**Consigne**
Citez à l'identique, dans le texte fourni, le passage qui va de « Je ne vois rien » à « à l’ordre intervienne. ».

**Texte fourni**
::::

Puis vers 7 heures du soir, une voiture de police a déboulé et on s’est fait très fermement rappeler à l’ordre par mégaphone. C’était brutal mais heureusement que la police est intervenue ; parce que c’est vrai qu’on avait fini par oublier de se protéger, et de protéger les autres….

 

Je n’ai plus 20 ans, j’habite sur le canal Saint-Martin, voici 2 mois que je suis confiné.

Mon âge fait que je suis considéré comme une personne à risque. J’ai pleinement conscience que Paris reste dans le rouge du rouge concernant la propagation du virus. Il fait beau, pas besoin d’être grand clerc pour prévoir que les charmes du canal vont comme d’habitude attirer des foules de jeunes. Puisque tout le monde s’y attend, j’imagine que des mesures d’accompagnement appropriées ont été mises en place. Et de ma fenêtre je regarde.

Je ne vois rien pour rappeler l’impérieuse nécessité de respecter les gestes barrières : aucune signalétique – aucun marquage au sol, aucune affiche – et aucune présence humaine pour faire un début de pédagogie. En revanche, je vois des groupes de jeunes de plus en plus nombreux et de plus en plus denses se constituer au fil de l’après-midi. Il a fallu attendre les alentours de 19 heures et l’arrivée d’une voiture de police pour qu’un puissant rappel à l’ordre intervienne.

Alors je suis vraiment en colère. Comment peut-on, quand c’était si prévisible, laisser s’installer une situation qui fait courir un risque sanitaire certain à la fois aux jeunes présents et à la population en général ? Merci à la police nationale d’être intervenue, mais un travail de prévention et d’accompagnement aurait dû être mis en place en amont par les autorités compétentes pour aider la police nationale qui a d’autres priorités.

Et cette colère se transforme en stupéfaction lorsque je prends connaissance des intentions de la mairie centrale dans la presse.

Sans qu’à aucun moment les riverains concernés en aient été informés, sans la moindre concertation, je découvre que la mairie de Paris a décidé de privatiser certaines rues pour les transformer en immenses terrasses au profit des bars et des cafés ou pour organiser des concerts. Comme si deux mois de confinement n’avaient pas déjà suffisamment éprouvé les parisiens et qu’il fallait sans délai recréer des conflits.

Un des rares bénéfices du confinement a été de faire prendre conscience aux parisiens de la nuisance permanente que réprésentait la pollution sonore. Cette pollution doit être une priorité de santé publique au même titre que la pollution atmosphérique. Elle coûte à la France au moins 60 milliards d’euros par an et fait perdre plusieurs années de vie en bonne santé à des milliers de franciliens. Depuis qu’ils ont goûté au calme et au silence, depuis qu’ils ont découvert ce qu’était un milieu urbain apaisé, les parisiens sont unanimes à craindre le retour d’un niveau de pollution sonore identique à celui qui existait avant la pandémie.

::::

**Informations sources**
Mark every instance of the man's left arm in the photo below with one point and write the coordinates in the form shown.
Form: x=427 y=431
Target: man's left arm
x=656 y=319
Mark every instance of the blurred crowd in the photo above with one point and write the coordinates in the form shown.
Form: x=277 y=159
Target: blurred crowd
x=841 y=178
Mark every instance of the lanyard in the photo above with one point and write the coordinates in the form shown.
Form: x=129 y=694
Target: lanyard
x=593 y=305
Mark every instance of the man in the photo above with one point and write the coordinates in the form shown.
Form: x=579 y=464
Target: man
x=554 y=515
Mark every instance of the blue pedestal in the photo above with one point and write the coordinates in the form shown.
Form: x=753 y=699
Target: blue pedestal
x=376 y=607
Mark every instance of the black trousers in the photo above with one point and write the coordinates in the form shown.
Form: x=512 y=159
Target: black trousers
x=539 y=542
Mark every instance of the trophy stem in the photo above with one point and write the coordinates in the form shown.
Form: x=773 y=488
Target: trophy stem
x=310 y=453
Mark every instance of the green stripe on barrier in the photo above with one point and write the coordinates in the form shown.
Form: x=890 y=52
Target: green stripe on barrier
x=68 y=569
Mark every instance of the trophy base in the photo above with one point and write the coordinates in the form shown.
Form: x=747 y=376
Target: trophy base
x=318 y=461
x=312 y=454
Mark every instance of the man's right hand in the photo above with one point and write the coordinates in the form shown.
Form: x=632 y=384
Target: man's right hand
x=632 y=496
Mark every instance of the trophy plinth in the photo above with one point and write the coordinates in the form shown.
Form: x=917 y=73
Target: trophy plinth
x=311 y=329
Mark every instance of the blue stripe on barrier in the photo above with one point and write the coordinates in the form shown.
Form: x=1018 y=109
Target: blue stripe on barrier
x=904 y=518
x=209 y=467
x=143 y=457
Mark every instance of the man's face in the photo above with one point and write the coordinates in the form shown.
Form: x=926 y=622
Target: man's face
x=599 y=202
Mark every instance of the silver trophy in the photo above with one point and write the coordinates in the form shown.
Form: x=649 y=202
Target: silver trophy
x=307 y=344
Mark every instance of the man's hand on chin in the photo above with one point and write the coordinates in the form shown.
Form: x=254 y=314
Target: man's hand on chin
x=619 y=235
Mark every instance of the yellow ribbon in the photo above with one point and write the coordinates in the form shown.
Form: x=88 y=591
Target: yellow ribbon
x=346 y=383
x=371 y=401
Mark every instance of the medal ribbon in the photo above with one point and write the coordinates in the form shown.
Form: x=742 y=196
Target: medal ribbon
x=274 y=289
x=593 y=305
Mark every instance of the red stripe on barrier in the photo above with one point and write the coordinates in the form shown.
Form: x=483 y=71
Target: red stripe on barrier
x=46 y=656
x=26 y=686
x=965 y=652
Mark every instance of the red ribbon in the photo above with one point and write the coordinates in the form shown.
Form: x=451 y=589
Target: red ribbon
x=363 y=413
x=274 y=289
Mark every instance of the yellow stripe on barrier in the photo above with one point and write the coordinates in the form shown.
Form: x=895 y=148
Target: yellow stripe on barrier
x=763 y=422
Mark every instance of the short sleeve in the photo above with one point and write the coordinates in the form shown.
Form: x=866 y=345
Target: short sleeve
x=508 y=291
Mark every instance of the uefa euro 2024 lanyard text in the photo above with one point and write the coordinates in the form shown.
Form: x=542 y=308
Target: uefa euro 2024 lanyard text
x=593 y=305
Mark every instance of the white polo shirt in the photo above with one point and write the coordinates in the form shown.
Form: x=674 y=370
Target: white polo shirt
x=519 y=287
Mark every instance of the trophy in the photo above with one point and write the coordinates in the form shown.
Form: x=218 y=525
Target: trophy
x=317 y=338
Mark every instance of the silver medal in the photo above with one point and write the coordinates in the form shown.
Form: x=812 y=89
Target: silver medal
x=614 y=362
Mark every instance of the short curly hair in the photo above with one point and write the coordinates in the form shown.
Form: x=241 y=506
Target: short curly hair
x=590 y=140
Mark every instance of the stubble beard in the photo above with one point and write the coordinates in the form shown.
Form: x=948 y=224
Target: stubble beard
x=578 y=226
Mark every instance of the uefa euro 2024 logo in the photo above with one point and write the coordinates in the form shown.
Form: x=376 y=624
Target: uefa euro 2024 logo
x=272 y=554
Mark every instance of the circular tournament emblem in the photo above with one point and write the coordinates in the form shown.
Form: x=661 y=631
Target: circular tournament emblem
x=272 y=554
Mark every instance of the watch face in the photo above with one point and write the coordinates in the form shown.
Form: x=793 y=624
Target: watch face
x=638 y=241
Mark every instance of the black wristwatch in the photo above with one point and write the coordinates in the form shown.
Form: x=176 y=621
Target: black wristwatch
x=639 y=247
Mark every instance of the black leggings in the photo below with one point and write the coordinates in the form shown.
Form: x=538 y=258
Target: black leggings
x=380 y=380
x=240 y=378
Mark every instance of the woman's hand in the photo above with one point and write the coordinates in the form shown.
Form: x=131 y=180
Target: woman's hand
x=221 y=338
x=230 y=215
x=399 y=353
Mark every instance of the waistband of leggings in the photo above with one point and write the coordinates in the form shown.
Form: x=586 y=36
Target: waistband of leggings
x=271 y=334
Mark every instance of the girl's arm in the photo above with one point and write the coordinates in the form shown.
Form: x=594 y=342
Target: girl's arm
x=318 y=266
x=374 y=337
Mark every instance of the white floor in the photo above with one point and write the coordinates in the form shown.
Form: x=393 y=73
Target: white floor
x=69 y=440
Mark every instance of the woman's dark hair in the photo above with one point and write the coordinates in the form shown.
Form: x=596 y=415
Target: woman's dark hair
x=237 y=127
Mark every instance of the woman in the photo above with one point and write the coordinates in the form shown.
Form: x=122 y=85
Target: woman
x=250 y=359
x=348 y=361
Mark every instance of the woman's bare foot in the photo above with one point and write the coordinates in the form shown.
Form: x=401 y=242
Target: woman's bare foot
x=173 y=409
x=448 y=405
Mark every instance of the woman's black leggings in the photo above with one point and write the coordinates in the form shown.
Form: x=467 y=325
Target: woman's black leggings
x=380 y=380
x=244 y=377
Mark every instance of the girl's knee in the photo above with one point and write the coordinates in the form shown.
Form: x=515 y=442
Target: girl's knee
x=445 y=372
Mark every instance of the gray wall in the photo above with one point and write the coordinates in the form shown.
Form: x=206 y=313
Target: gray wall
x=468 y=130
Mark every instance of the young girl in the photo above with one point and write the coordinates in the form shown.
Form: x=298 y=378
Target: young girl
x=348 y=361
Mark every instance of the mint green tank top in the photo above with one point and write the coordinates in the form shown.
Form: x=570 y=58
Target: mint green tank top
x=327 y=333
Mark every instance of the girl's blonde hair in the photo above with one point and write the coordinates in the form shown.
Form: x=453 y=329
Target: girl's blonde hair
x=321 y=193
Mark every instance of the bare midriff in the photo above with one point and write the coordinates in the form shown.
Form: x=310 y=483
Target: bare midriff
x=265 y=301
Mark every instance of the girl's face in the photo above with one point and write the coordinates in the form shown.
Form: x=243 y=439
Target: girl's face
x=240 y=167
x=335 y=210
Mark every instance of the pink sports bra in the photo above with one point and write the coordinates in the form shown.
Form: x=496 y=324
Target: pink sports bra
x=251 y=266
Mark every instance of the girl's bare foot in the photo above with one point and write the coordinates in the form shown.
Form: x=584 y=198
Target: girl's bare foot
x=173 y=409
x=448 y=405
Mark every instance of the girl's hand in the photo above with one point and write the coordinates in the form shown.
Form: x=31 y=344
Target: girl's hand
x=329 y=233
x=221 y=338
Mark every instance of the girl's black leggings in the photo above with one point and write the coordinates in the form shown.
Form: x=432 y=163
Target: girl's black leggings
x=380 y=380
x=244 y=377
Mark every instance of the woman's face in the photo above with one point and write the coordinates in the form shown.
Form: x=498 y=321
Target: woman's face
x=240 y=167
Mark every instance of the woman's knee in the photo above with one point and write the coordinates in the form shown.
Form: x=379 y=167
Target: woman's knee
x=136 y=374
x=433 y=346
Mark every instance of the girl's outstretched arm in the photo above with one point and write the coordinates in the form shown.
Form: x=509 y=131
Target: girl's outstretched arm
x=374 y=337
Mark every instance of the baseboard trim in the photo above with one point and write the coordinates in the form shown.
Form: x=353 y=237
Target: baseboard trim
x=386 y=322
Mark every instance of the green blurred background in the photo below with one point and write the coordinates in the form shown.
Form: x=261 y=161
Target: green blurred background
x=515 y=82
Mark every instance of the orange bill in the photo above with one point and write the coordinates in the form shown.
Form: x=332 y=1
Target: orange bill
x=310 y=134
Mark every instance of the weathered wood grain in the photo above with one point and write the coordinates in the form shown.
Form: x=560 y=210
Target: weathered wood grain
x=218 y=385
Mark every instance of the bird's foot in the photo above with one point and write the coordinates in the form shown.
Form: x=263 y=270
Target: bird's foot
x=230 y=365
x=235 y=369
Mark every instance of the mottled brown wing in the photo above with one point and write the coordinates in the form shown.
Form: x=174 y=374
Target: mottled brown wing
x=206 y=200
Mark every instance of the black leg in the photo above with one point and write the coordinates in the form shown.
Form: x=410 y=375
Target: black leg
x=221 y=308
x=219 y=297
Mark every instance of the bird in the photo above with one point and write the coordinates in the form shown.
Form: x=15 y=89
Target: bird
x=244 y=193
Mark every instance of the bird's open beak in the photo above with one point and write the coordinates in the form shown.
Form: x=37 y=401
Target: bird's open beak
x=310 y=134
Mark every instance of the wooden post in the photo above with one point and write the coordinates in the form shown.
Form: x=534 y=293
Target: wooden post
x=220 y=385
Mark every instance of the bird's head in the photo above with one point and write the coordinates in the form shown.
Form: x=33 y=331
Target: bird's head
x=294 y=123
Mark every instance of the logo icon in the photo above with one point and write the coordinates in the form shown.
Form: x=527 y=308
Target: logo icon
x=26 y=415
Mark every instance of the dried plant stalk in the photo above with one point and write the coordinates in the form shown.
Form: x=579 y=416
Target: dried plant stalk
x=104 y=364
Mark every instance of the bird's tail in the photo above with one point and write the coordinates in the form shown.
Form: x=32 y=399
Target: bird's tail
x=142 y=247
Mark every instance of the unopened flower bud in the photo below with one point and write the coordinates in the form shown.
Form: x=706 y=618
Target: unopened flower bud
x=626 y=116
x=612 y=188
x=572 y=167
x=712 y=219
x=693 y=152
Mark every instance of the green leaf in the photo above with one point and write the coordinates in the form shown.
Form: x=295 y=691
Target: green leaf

::::

**Corrigé**
Je ne vois rien pour rappeler l’impérieuse nécessité de respecter les gestes barrières : aucune signalétique – aucun marquage au sol, aucune affiche – et aucune présence humaine pour faire un début de pédagogie. En revanche, je vois des groupes de jeunes de plus en plus nombreux et de plus en plus denses se constituer au fil de l’après-midi. Il a fallu attendre les alentours de 19 heures et l’arrivée d’une voiture de police pour qu’un puissant rappel à l’ordre intervienne.